▼

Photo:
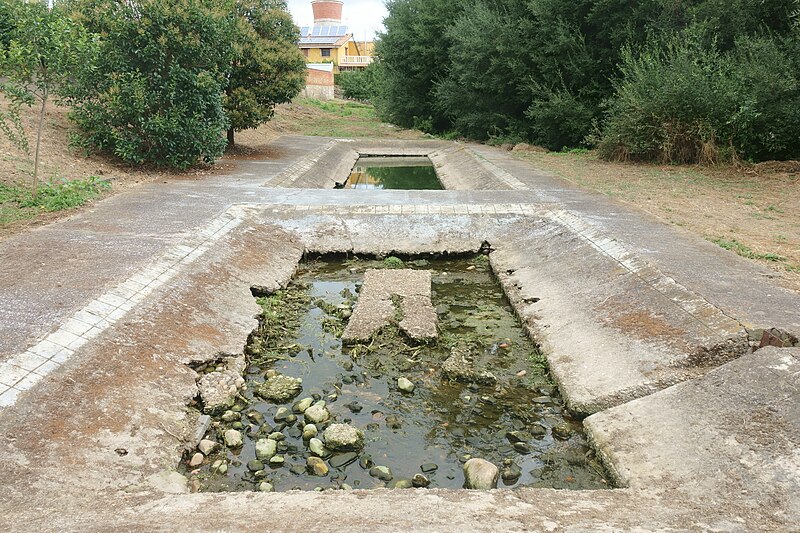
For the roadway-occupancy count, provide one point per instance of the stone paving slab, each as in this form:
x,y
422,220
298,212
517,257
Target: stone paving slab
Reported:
x,y
375,307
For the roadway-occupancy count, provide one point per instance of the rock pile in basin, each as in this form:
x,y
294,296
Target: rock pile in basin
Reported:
x,y
280,388
344,438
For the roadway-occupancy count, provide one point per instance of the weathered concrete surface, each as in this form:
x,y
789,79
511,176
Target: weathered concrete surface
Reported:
x,y
375,307
732,436
127,391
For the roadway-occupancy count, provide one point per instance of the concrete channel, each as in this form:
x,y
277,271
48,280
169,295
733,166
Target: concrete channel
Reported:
x,y
658,337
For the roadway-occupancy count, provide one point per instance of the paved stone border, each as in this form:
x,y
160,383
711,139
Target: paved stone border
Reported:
x,y
24,370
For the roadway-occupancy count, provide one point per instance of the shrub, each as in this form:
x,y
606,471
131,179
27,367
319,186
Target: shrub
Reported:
x,y
154,94
268,68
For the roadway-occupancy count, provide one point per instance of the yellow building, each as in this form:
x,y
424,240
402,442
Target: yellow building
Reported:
x,y
328,41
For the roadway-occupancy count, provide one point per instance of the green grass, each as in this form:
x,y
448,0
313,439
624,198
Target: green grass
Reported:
x,y
343,109
745,251
18,203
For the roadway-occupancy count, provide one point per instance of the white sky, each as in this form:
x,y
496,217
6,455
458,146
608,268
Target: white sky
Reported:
x,y
362,16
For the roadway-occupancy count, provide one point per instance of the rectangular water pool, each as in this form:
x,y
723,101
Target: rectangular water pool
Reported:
x,y
415,173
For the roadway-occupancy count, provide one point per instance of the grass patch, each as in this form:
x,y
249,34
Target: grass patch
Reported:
x,y
339,118
745,251
18,203
343,108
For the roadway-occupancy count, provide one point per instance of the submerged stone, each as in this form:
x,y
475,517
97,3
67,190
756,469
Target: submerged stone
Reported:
x,y
405,385
280,388
384,473
317,447
344,437
233,438
459,366
420,481
309,431
265,449
207,446
317,466
480,474
317,413
255,465
343,459
300,406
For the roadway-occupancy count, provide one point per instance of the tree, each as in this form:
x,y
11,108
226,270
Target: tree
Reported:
x,y
155,93
268,68
39,51
413,55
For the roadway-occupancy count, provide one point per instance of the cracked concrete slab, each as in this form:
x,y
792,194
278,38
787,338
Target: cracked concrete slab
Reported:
x,y
376,305
730,436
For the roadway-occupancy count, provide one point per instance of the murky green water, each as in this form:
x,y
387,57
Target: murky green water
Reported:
x,y
416,173
440,425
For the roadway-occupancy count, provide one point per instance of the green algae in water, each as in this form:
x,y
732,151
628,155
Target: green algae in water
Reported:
x,y
519,423
409,173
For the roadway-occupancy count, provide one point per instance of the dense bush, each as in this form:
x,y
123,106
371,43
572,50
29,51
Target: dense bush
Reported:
x,y
154,93
268,68
553,71
684,102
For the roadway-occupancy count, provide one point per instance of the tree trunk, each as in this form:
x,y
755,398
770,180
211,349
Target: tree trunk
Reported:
x,y
38,144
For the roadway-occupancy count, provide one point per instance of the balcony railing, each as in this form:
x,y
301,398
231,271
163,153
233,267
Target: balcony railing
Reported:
x,y
356,61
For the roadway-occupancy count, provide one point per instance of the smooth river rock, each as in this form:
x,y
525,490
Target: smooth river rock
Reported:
x,y
233,438
265,449
280,388
405,385
317,413
480,474
317,466
344,437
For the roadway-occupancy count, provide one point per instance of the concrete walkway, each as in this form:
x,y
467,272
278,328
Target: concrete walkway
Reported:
x,y
99,312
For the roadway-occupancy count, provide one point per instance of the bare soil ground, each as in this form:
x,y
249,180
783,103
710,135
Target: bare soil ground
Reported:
x,y
751,210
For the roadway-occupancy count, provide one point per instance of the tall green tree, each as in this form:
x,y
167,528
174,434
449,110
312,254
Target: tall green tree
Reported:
x,y
268,68
413,55
155,93
40,50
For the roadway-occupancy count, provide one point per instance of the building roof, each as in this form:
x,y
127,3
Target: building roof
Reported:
x,y
325,67
323,31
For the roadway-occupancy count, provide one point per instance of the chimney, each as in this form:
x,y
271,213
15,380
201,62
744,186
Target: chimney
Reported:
x,y
327,12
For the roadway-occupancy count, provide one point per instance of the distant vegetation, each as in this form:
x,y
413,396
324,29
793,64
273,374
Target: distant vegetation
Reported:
x,y
657,80
151,81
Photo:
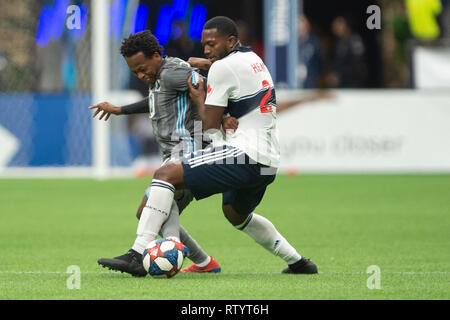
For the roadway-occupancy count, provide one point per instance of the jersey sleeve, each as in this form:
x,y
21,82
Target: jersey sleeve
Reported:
x,y
176,79
222,85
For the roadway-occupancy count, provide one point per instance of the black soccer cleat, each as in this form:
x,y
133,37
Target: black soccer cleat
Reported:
x,y
130,262
302,266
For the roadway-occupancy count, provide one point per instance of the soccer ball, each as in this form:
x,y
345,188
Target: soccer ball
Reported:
x,y
164,257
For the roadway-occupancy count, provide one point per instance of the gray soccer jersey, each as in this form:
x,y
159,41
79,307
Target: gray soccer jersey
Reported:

▲

Return the listing above unchanged, apart from dropping its pictures.

● Complete answer:
Photo:
For the roadway-occupancy count, provide one point per instance of the stone paving slab, each as in this form:
x,y
422,220
298,212
517,257
Target: stone paving slab
Reported:
x,y
375,307
For the roadway-occupancy count, provide one point per instance of the rock pile in basin, each as in this form:
x,y
294,296
Target: rock pile in basin
Reported:
x,y
280,388
344,438
For the roadway-occupancy count, provide one point per instance of the weathered concrete surface, each as in this form:
x,y
789,79
511,176
Target: weathered concrete surface
Reported:
x,y
375,307
732,436
127,391
For the roadway-occupancy count, provide one point per instance of the concrete channel, each as in this form:
x,y
277,271
48,280
169,295
733,166
Target: concrete channel
Reported:
x,y
658,337
For the roadway-occupancy count, provide one point per instance of the paved stone border, each as in this form:
x,y
160,383
711,139
Target: paved stone border
Reported:
x,y
24,370
For the roadway-occupancy count, provide one point per instance of the shrub, each as in this form:
x,y
606,471
131,179
27,367
319,186
Target: shrub
Reported:
x,y
154,94
268,68
For the roadway-occupancy count, provide one point per instance of the yellow building, each as in this form:
x,y
424,240
402,442
Target: yellow building
Reported:
x,y
328,41
For the roadway-occupancy count, provide one point per instance of the green grass, each as in this form:
x,y
448,0
313,439
624,198
Target: green grass
Reported:
x,y
343,109
745,251
18,203
For the roadway-occupancy count, provide one point per instance of the white sky, each as in this form:
x,y
496,217
6,455
458,146
608,268
Target: white sky
Reported:
x,y
362,16
For the roadway-occupancy count, provide one point per instance of the rectangular water pool, each as in this form:
x,y
723,101
Target: rectangular water pool
Reported:
x,y
415,173
For the roadway-occupancy count, provide one point per instance of the grass patch, each as in this form:
x,y
249,34
Target: grass patch
Reported:
x,y
339,118
745,251
18,203
343,108
For the roadway-occupancy count, provide one point per instance of the submerged stone, each as in this form:
x,y
475,517
97,3
67,190
756,469
Target: submerged stone
Reported:
x,y
405,385
280,388
384,473
317,447
344,437
233,438
459,366
420,481
309,431
265,449
207,446
317,466
480,474
317,413
255,465
343,459
300,406
For the roadway-occupancy count, provide one point per instance of the tree, each as in this form:
x,y
11,108
226,270
Target: tree
Reported:
x,y
155,93
268,68
39,51
413,55
For the roadway-occupancy count, provide one point per instance of the cracked concrete slab, each as in this form:
x,y
792,194
278,38
787,338
Target: cracked concrete slab
Reported:
x,y
376,305
730,436
For the roadway-occupancy count, provide one point per instance of the murky green water, each as in this form:
x,y
387,57
Target: murky green water
Reported:
x,y
416,173
440,425
For the roadway-occupancy count, provide one point per instance of the green algae in water, each as in this form:
x,y
732,151
628,155
Target: green algae in water
Reported:
x,y
519,423
409,173
For the roadway-occupancy count, provide one point per instance of the dense bush, each as in this form:
x,y
123,106
371,43
572,50
29,51
Target: dense bush
Reported:
x,y
154,93
268,68
553,71
684,102
For the roadway-occupancy count, provide one point per instance of the tree trunk, each as in this form:
x,y
755,398
770,180
211,349
Target: tree trunk
Reported:
x,y
38,144
For the roadway-occupancy count, provide one point per instance of the balcony railing, each as in this form:
x,y
301,398
231,271
163,153
233,267
Target: balcony railing
Reported:
x,y
356,61
For the roadway-occupancy count, provide one point per instance of the smooth river rock, each as in this form:
x,y
525,490
Target: smooth river rock
Reported:
x,y
233,438
265,449
280,388
405,385
317,413
480,474
317,466
344,437
For the roadway-occupancy count, provide one point per instance of the concrete walkway, each as in this form:
x,y
467,272
278,328
Target: concrete walkway
Reported:
x,y
99,312
For the roadway-occupancy count, provide one point per instance of the bare soil ground, each as in this form:
x,y
249,180
783,103
710,135
Target: bare soil ground
Reported:
x,y
751,210
For the roadway-occupancy count, provide one point per instance of the tall green tree, each as in this form:
x,y
167,528
174,434
449,110
312,254
Target: tall green tree
Reported:
x,y
268,68
413,55
155,93
40,50
For the roadway-occupancy count, provide one point per instance of the building roof, each as in this form:
x,y
127,3
Target: building roof
Reported:
x,y
325,67
323,31
For the roadway-occupancy count, provide one point per instance of the chimney, each as in this form:
x,y
271,213
15,380
201,62
744,186
Target: chimney
Reported:
x,y
327,12
For the roadway-occupancy count, provide one point per instance of the distant vegetation, each as in this form:
x,y
413,396
324,29
793,64
273,374
Target: distant vegetation
Reported:
x,y
657,80
151,81
Photo:
For the roadway-occupancy count, provide one point per instance of the jersey sleeve, each as in this form:
x,y
21,82
Target: jersey sleeve
Reported:
x,y
176,79
222,85
For the roadway-occupancy count, provide one point per instance of the black soccer cleat, each as in this form:
x,y
133,37
Target: black soccer cleat
Reported:
x,y
130,262
302,266
For the roadway-occupancy count, provide one point per instance of the soccer ball, each as in this form:
x,y
345,188
Target: soccer ball
Reported:
x,y
164,257
For the roadway-occupancy count, provide one point per instance of the gray soccer jersey, each as in this form:
x,y
159,41
79,307
Target: gray soccer jersey
Reported:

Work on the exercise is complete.